**Directions**:
Please reproduce every one of the rows below word for word, omitting the pictures.

**Point labeling data from photos**:
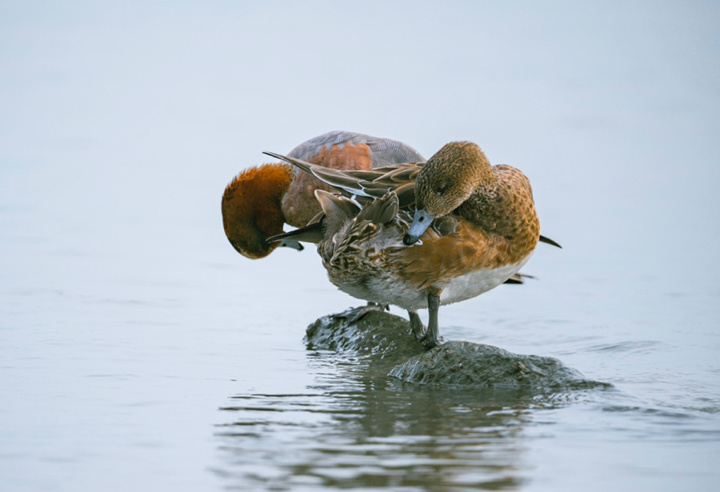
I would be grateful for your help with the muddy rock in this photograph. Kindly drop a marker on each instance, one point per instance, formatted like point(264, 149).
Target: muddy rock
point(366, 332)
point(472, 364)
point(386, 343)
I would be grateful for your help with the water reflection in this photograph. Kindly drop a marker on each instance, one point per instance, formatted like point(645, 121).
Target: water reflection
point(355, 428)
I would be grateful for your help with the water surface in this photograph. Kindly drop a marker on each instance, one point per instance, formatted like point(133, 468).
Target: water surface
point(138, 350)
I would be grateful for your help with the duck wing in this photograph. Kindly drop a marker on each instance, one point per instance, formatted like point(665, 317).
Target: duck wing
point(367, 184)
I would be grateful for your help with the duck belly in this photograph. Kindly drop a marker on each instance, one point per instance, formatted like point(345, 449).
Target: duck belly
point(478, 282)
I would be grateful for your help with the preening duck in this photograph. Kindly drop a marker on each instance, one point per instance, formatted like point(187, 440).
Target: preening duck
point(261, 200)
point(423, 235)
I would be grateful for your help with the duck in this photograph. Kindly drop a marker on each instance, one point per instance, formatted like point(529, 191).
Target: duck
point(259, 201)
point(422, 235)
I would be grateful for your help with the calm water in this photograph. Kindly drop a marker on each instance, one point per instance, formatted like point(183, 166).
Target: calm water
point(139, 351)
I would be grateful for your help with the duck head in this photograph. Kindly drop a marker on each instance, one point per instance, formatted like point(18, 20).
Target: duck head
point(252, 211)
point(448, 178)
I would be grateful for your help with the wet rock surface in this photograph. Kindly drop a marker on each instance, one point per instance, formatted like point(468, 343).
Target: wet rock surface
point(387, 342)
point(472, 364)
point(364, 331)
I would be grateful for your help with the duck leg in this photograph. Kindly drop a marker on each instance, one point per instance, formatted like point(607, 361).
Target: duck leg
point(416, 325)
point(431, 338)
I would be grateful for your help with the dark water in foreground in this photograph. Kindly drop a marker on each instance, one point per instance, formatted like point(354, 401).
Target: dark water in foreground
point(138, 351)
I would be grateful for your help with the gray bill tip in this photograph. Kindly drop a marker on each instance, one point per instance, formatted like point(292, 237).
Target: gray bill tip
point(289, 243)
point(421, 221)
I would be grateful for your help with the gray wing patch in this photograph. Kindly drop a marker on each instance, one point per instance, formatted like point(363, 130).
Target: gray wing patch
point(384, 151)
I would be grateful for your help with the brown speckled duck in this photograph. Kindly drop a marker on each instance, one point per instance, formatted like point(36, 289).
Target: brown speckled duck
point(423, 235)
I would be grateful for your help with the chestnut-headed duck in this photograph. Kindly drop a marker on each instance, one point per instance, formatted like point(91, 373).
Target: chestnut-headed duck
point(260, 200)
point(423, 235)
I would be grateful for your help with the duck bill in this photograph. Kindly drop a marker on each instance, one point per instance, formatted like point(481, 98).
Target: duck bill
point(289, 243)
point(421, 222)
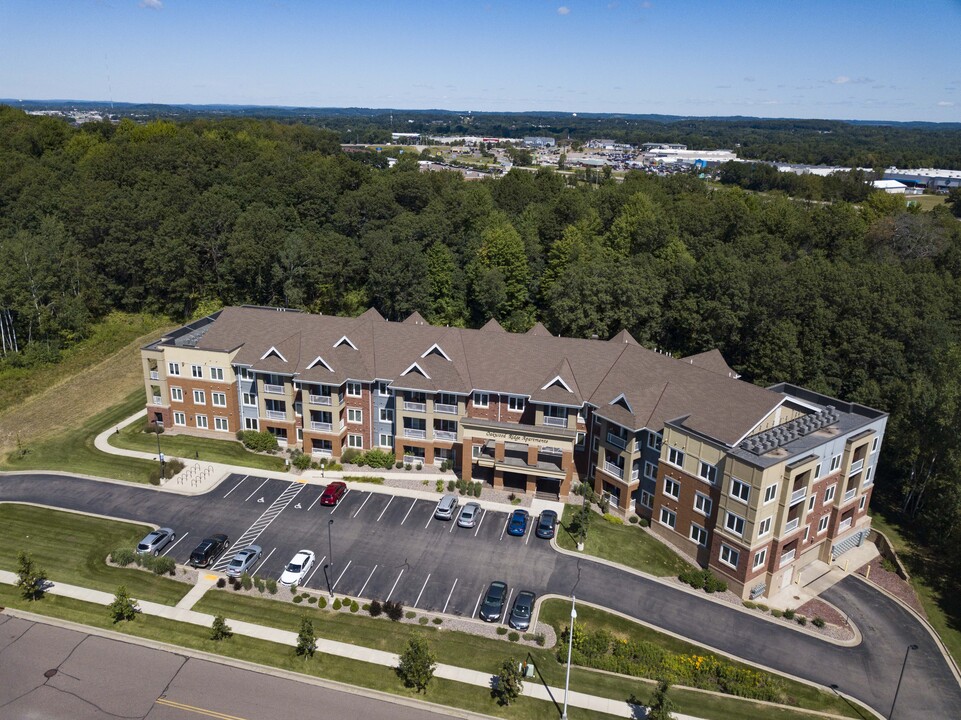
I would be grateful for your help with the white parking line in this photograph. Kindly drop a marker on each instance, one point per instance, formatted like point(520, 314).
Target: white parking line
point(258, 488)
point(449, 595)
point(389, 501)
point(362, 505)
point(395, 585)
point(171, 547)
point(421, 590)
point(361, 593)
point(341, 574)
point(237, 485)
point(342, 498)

**Result of this exercise**:
I would be grateful for your help with the muddy rock in this photograph. Kindly drop a marker on each instance, one point per instance, formatted like point(264, 149).
Target: muddy rock
point(366, 332)
point(472, 364)
point(386, 343)
I would be grateful for your help with the water reflection in this photograph. Kindly drop a marker on each instance, one point per instance, formatted like point(645, 121).
Target: water reflection
point(355, 428)
I would be grateful for your help with the water surface in this photograph. Kindly drop a marker on each instance, one point per instance, formatted like point(133, 468).
Target: water surface
point(138, 350)
I would be grateful for your help with the duck wing in this photograph. Kindly drop a marker on each instance, one point per instance, formatted like point(665, 317).
Target: duck wing
point(367, 184)
I would be grateful for your help with the duck belly in this photograph. Kindly drop a marker on each instance, one point per instance, formatted like point(345, 449).
Target: duck belly
point(478, 282)
I would be grateful for your help with the preening duck in this photograph. Kindly drop a marker on each instance, one point per instance, formatted like point(187, 440).
Target: preening duck
point(261, 200)
point(423, 235)
I would be grateful for your help with the duck in this photograph. Kindly drop a marker on each instance, one point per instance, formatted like point(529, 191).
Target: duck
point(259, 201)
point(422, 235)
I would be grateful for your help with the calm water in this photograph. Kindly drop a marker on each instance, one point per instance, formatted like point(183, 166).
Target: calm water
point(139, 351)
I would be grateful for your help with the duck head in this photograph. Kindly drop a marker on each instance, one point per instance, formatted like point(18, 20).
Target: duck head
point(252, 211)
point(448, 178)
I would be grateful for your help with the wet rock surface in this photograph. Kindly drop a marker on each instance, one point per instance, formatted like point(468, 343).
Target: wet rock surface
point(387, 342)
point(472, 364)
point(364, 331)
I would be grateful for your help with the duck leg in this photograph. Kindly drop a marker on each instance, one point per instance, formatted like point(607, 361).
Target: duck leg
point(416, 325)
point(431, 338)
I would be grateful for your help with the dark water in foreground in this photograph. Kindly drop a marker on each instance, one point per instance, formatted like point(354, 401).
Target: dark water in foreground
point(138, 351)
I would be grateful for your help with the gray bill tip in this photograph. Kindly drop a marker on each instance, one point per instance, formatted like point(292, 237).
Target: gray bill tip
point(289, 243)
point(421, 221)
I would be grateful for your help with the gray wing patch in this photograph. Kindly drop a marker on each instance, one point per instance, formatted like point(363, 130).
Target: gray wing patch
point(384, 151)
I would be grateful for your help with the brown speckled duck in this photograph. Kindly drop a marker on each instance, one point per instance, formatted like point(36, 289).
Target: brown speckled duck
point(423, 235)
I would be grateful for your help with the chestnut-headed duck in this photograph. Kindly drop a marker on each instance, one point per instance, formatted like point(91, 373).
Target: chestnut-headed duck
point(260, 200)
point(423, 235)
I would be grateful for your help with the duck bill in this photograph. Kindly drop a marker on each instance, one point per instance, formatted like point(481, 98).
Target: duck bill
point(289, 243)
point(421, 222)
I would be grateful for your help with the white parking line in this photograph. Kindly drop a marker on each instance, one point per instance, formatted like point(520, 314).
Target: white parking line
point(258, 488)
point(449, 595)
point(389, 501)
point(362, 505)
point(395, 585)
point(171, 547)
point(421, 590)
point(361, 593)
point(341, 574)
point(237, 485)
point(342, 498)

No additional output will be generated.